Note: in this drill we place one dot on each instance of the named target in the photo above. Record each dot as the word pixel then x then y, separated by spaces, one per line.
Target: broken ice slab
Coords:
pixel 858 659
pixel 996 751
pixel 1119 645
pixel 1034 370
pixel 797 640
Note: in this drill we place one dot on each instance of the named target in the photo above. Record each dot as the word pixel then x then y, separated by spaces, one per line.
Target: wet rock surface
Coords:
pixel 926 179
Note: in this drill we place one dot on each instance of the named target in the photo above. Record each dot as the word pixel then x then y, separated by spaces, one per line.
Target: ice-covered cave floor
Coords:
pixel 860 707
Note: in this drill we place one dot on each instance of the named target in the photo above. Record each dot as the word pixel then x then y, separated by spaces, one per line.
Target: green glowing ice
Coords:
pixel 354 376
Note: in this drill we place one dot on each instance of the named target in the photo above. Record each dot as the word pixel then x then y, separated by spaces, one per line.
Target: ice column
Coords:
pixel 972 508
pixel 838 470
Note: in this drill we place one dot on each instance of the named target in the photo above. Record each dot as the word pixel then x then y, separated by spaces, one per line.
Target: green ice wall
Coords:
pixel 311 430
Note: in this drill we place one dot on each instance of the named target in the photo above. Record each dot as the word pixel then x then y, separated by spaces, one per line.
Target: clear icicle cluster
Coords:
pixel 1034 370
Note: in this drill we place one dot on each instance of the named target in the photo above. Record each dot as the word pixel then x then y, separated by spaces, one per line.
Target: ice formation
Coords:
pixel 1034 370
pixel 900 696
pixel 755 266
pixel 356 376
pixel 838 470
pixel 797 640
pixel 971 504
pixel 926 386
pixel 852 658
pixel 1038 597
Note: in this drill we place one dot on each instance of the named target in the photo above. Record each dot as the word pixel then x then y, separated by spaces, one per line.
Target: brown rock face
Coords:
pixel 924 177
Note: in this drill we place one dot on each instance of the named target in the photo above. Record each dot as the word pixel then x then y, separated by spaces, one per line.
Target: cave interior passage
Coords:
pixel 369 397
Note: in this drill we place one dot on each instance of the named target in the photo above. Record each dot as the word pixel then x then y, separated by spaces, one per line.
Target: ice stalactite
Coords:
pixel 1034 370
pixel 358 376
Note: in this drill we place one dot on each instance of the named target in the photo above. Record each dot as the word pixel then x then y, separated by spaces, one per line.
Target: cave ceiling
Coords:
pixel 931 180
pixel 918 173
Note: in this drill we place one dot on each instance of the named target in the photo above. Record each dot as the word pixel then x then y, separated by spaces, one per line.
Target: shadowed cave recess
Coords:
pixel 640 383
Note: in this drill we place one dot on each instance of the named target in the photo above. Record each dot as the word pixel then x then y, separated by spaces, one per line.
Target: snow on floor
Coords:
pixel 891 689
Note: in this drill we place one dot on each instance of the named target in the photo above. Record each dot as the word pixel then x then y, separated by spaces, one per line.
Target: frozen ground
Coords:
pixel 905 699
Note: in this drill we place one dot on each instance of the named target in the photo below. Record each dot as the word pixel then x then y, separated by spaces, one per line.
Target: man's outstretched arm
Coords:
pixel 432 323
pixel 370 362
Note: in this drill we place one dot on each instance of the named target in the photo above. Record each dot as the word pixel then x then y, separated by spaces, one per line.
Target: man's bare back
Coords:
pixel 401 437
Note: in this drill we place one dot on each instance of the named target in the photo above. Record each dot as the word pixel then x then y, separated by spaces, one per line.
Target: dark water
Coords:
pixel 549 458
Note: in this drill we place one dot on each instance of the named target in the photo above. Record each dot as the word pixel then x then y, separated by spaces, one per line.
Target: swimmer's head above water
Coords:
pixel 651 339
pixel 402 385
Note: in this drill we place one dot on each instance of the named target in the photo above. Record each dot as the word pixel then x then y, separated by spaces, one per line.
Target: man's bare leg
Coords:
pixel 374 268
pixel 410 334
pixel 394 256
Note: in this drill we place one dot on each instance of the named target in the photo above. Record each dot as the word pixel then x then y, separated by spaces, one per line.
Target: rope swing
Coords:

EXERCISE DESCRIPTION
Update all of the lines above by changing every "drill" to "exercise" and leaving everything else as it is.

FULL RESPONSE
Note: in this exercise we place one dot on each instance of the named target in the photo above. Record each dot as the word pixel then x then y, separated by spaces, one per line.
Target: broken ice slab
Coords:
pixel 858 659
pixel 996 751
pixel 1119 645
pixel 1034 370
pixel 797 640
Note: in this exercise we place one dot on each instance of the named target in the photo above. Record each dot as the word pixel then x then y, separated by spaces, one per line.
Target: wet rock surface
Coords:
pixel 926 179
Note: in this exercise we place one dot on each instance of the named target in the photo above. Record each dot as the word pixel then x then y, separated by spaces, one per line.
Target: ice-covered cave floor
Coords:
pixel 860 707
Note: in this exercise we place one dot on each instance of the named target in the photo above. Record each dot as the word pixel then x then y, separated by spaces, one per line.
Target: green glowing ice
Coords:
pixel 354 376
Note: in this exercise we place one dot on each instance of the named target in the photo above. Record each dot as the word pixel then x then y, separated by spaces, one per line.
Target: ice column
Coords:
pixel 972 508
pixel 838 470
Note: in this exercise we place one dot on each instance of the named target in the photo above. Record each dot as the word pixel then x then y, separated by spaces, one per line.
Target: green ice wall
Coords:
pixel 311 430
Note: in this exercise we place one dot on each instance of the named target in the photo above. Record each dot as the word pixel then x then y, separated by spaces, one per line.
Target: clear icicle cluster
Coords:
pixel 1034 370
Note: in this exercise we place one dot on each instance of the named target in the photo above. Record each dot as the word pixel then x then y, separated by spaces, one per line.
Target: ice formation
Coords:
pixel 1034 370
pixel 900 696
pixel 755 266
pixel 356 376
pixel 838 470
pixel 797 640
pixel 971 504
pixel 926 386
pixel 852 658
pixel 1038 597
Note: in this exercise we place one dot on each instance of the named target in the photo above. Record each dot as the word pixel then x then y, separated by spaces, one per line.
Target: brown rock face
Coords:
pixel 924 177
Note: in this exercise we place one dot on each instance of the named target in the photo above. Record each dot as the word pixel then x then y, separated by spaces, one per line.
Target: cave interior passage
Coords:
pixel 369 397
Note: in this exercise we place one dot on each instance of the named target in the photo above. Record each dot as the word pixel then x then y, separated by spaces, one per line.
Target: ice stalactite
Coords:
pixel 1034 370
pixel 358 376
Note: in this exercise we place one dot on each instance of the named target in the photo above. Record each dot as the word pixel then x then y, separated by spaces, one per line.
Target: cave ceiling
Coords:
pixel 931 180
pixel 918 173
Note: in this exercise we place one dot on each instance of the named target in the photo above. Record each dot as the word pixel then x then y, separated by spaces, one per line.
Target: shadowed cave recess
Coords:
pixel 640 383
Note: in this exercise we place one dot on each instance of the named target in the photo above. Record each dot as the word pixel then x then y, separated by spaces, one per line.
Target: snow on floor
Coords:
pixel 891 689
Note: in this exercise we place one dot on each instance of the named target in the photo above. Record each dot as the word pixel then x then y, separated by spaces, one per line.
Target: frozen ground
Coords:
pixel 905 699
Note: in this exercise we place one dot on each instance of the named target in the photo below. Record each dot as the word pixel then x then y, separated by spaces, one per line.
Target: man's outstretched arm
Coords:
pixel 432 323
pixel 370 362
Note: in this exercise we place one dot on each instance of the named target in the photo above. Record each dot as the word pixel then x then y, separated by spaces, one per line.
Target: man's bare back
Coords:
pixel 401 437
Note: in this exercise we place one dot on each instance of the named target in the photo above. Record each dot as the word pixel then x then y, separated by spaces, one per line.
Target: dark water
Coords:
pixel 549 458
Note: in this exercise we place one dot on each instance of the named target in the photo above. Record each dot as the word pixel then x then y, separated by spaces, one per line.
Target: swimmer's head above water
Coords:
pixel 651 339
pixel 402 385
Note: in this exercise we place one dot on each instance of the named target in the photo above. Record each dot as the word pixel then x then y, separated by spaces, one per line.
Target: man's bare leg
Coords:
pixel 374 268
pixel 410 334
pixel 394 256
Note: in this exercise we place one dot on each instance of the named target in the photo above. Record each dot as the word pixel then x then y, separated by spaces, one per line.
Target: rope swing
Coords:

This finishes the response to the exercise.